**Stated exercise A:** In the Srna report, give the passage again, starting at "BANJA LUKA, May" and ending at "president Milorad Dodik.", and swap "brutally" for "cruelly".
**Stated exercise B:** Using the Srna report, explain what prompted Dodik's statement to SRNA.

**Source extract:**

• • • • •

FBiH

DODIK: LIFE IN BRADINA WAS EXTINGUISHED IN MAY 1992

FBiH - Bradina - culture of remembrance

SOURCE: Srna

05/25/2026

09:33

DODIK: LIFE IN BRADINA WAS EXTINGUISHED IN MAY 1992

BANJA LUKA, May 25 /SRNA/ – Life in Bradina was extinguished in May 1992, along with the lives of dozens of innocent children, women, and men who were brutally killed by members of Muslim and Croat units solely because of their Serb identity and Orthodox patron-saint tradition, stresses president Milorad Dodik.

"Years pass, yet the silence that descended over Bradina 34 years ago still echoes today with the same force and pain. Bradina is one of many symbols of burned Serb-owned homes, extinguished patron-saint candles, a desecrated local church, and lives violently cut short," Dodik told SRNA on the occasion of commemorating 34 years since the killing of 48 residents of this Serb village, while several hundred others were taken to prison camps and abused.

• • • • •

**Provided information:**
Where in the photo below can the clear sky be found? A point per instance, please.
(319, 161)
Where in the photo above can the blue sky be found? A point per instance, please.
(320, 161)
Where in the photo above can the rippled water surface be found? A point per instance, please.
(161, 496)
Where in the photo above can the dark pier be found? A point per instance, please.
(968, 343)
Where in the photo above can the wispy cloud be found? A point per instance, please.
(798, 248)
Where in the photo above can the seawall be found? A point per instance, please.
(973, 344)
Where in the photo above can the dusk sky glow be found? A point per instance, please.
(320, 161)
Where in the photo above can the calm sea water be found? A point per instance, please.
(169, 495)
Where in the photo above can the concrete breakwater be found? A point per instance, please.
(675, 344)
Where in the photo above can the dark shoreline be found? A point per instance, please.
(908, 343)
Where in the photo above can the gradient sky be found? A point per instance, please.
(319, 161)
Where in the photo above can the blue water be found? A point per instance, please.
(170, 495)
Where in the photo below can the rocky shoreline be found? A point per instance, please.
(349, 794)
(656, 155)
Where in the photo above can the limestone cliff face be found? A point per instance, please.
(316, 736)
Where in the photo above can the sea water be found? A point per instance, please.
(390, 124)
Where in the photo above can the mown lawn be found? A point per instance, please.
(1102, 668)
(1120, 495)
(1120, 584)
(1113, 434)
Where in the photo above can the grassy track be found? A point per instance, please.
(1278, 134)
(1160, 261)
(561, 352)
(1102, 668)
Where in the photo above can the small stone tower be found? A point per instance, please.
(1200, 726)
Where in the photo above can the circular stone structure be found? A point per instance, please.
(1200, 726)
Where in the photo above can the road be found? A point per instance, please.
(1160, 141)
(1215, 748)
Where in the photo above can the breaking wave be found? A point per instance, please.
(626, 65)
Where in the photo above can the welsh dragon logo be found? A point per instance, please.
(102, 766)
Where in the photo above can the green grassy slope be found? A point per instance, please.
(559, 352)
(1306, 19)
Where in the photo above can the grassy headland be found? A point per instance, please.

• • • • •

**Problem solution A:**
BANJA LUKA, May 25 /SRNA/ – Life in Bradina was extinguished in May 1992, along with the lives of dozens of innocent children, women, and men who were cruelly killed by members of Muslim and Croat units solely because of their Serb identity and Orthodox patron-saint tradition, stresses president Milorad Dodik.

**Problem solution B:** Dodik spoke to SRNA for the commemoration of 34 years since 48 residents of the Serb village of Bradina were killed. Several hundred other residents were taken to prison camps and abused.